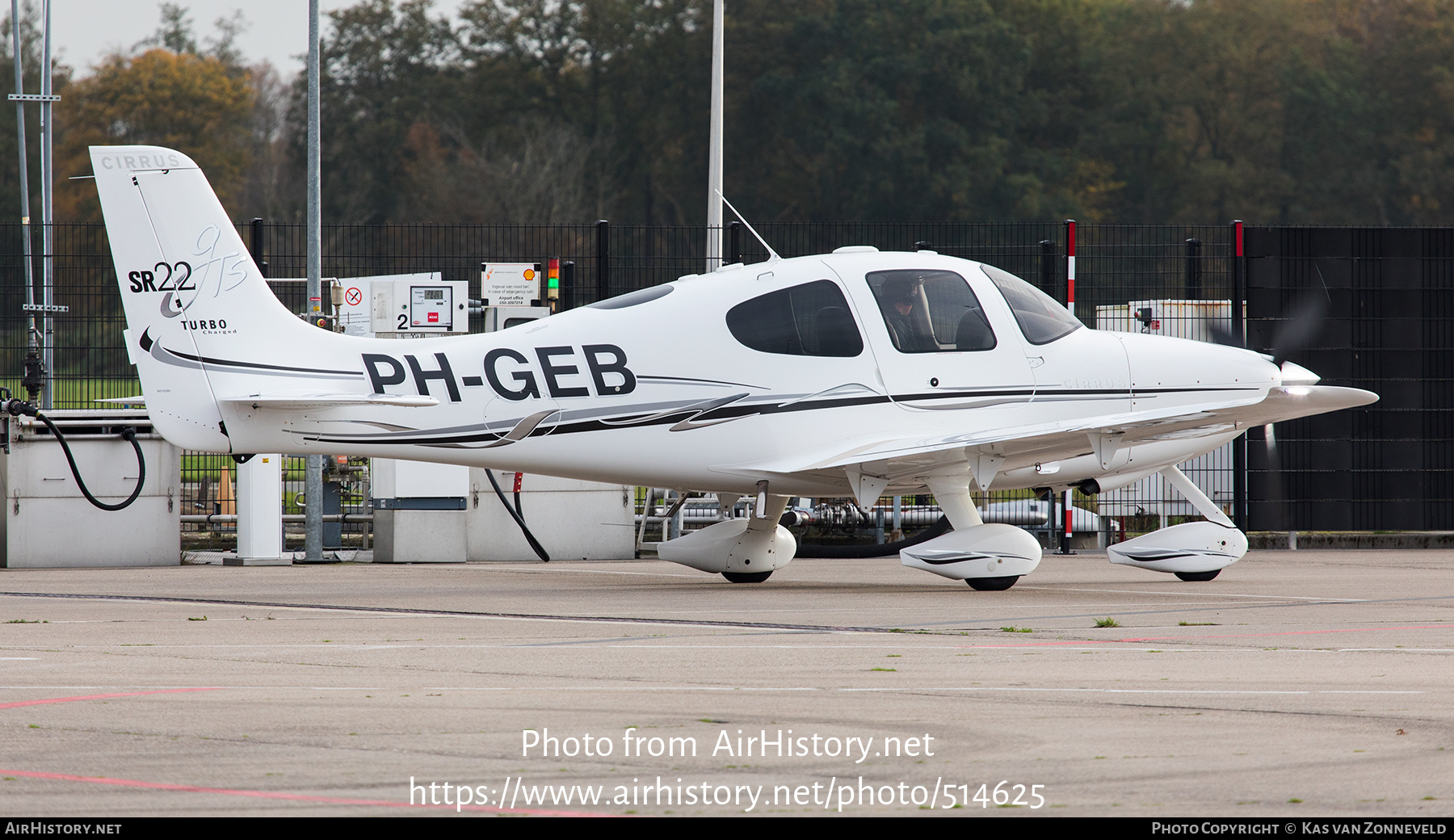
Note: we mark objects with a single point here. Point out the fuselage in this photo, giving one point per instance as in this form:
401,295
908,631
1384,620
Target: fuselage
659,388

---

● **EXERCISE**: Would you repeat the entries exactly, but with no pictures?

● **FINISHED TASK**:
Note: we mark objects with a single point here. Point out the fuselage in this photo, giving one point per instance as in this form:
401,295
908,631
1384,620
Target: fuselage
659,388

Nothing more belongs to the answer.